(RECORD EXCERPTS Opens)

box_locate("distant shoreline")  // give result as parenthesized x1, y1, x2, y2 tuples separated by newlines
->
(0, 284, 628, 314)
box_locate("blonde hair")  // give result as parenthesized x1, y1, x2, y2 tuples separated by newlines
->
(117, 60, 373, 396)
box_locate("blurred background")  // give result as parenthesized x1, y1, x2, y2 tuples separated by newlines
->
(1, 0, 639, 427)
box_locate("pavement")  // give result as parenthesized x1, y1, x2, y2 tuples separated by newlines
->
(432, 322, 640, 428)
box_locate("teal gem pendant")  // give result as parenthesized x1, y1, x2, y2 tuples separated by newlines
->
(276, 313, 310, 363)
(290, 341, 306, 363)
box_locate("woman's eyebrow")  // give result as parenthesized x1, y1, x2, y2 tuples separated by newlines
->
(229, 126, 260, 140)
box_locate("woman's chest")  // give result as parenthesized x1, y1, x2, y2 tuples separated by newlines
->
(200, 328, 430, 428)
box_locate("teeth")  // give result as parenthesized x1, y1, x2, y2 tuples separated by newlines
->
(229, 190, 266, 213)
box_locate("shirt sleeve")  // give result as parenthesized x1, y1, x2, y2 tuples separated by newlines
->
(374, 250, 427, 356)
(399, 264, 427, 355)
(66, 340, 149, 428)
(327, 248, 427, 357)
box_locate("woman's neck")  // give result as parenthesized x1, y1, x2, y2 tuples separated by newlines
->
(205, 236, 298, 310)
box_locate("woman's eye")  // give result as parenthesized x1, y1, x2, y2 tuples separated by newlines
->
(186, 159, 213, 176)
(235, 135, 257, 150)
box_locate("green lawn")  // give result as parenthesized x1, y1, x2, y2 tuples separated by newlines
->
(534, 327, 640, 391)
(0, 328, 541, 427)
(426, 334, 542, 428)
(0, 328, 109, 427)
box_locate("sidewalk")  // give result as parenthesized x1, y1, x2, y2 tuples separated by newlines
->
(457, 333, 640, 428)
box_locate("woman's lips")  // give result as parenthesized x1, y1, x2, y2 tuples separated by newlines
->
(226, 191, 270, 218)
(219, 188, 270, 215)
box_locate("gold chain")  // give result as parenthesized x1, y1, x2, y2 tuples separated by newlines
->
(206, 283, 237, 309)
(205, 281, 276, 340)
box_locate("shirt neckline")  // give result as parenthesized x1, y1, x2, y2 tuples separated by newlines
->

(RECORD EXCERPTS Closes)

__EXERCISE__. For the entries above, please state how many lines contain the string "shirt"; give the number and nothing else.

__RESULT BELOW__. 2